*** Opening of Entries supplied ***
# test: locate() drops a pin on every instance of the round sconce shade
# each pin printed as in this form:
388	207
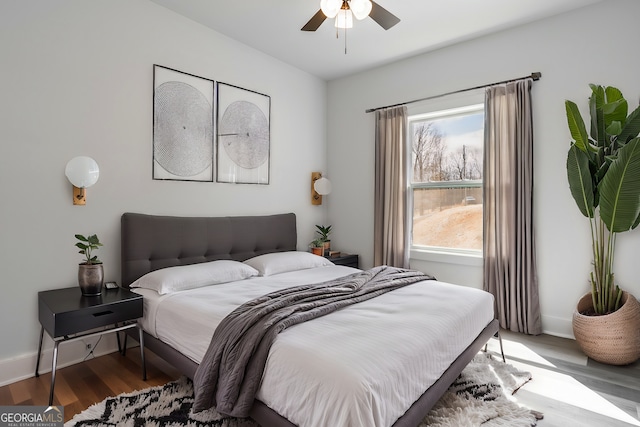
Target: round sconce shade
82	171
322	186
*** Close of Entries supplied ***
*** Opening of Entries supplied ***
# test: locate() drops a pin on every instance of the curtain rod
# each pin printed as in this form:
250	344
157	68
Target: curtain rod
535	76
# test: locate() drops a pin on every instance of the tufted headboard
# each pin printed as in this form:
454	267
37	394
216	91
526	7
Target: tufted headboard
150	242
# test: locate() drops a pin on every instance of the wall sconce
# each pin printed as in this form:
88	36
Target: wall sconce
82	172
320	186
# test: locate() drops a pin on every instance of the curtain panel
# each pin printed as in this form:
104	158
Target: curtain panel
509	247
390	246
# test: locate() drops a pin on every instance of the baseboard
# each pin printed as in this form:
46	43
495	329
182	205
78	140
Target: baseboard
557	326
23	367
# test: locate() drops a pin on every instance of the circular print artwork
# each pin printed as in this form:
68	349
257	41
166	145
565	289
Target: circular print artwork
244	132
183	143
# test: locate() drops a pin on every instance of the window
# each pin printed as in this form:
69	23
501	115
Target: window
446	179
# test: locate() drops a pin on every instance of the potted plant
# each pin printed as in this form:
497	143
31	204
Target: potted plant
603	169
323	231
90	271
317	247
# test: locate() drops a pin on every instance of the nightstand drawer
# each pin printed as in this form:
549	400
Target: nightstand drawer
*** Close of Entries supplied ***
*** Opening of Entries supplied ***
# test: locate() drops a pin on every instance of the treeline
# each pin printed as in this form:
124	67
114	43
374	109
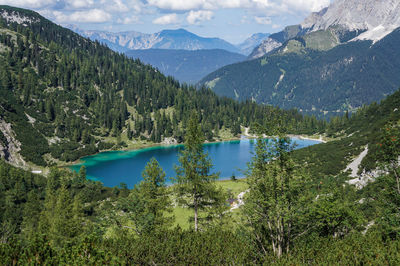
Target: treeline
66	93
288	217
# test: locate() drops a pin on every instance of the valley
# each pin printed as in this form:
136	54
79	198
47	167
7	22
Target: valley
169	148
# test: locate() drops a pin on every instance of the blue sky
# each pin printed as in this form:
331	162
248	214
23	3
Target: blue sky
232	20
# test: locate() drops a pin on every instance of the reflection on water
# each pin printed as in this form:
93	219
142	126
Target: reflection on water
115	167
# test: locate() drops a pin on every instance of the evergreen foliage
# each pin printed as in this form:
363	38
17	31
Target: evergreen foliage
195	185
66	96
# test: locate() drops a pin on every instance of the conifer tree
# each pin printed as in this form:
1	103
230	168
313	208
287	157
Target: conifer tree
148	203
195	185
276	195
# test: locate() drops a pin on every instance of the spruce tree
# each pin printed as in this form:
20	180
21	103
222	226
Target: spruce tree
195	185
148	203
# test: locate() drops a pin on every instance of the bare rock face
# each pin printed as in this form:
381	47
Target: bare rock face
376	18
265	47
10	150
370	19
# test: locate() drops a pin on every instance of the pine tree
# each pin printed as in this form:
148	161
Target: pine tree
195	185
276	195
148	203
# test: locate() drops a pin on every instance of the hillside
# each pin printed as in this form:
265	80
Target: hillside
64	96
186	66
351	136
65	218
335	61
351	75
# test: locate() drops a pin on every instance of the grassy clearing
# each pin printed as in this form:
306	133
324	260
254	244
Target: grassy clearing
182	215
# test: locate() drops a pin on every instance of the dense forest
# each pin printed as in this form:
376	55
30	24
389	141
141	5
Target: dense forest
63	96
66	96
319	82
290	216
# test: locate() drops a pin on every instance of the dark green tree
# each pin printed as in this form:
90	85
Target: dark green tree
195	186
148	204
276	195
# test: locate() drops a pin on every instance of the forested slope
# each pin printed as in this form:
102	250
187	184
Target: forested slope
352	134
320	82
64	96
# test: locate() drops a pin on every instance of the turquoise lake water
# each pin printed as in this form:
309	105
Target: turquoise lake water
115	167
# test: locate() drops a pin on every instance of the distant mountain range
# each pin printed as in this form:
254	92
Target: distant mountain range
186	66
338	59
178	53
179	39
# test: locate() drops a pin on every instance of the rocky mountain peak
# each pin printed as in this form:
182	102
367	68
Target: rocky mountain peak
*** Close of Entries supplied ***
In the records above, find the lines containing "peak" and copy them.

> [Expected output]:
# test: locate() drops a pin on every instance of the rocky mountain peak
Target: rocky mountain peak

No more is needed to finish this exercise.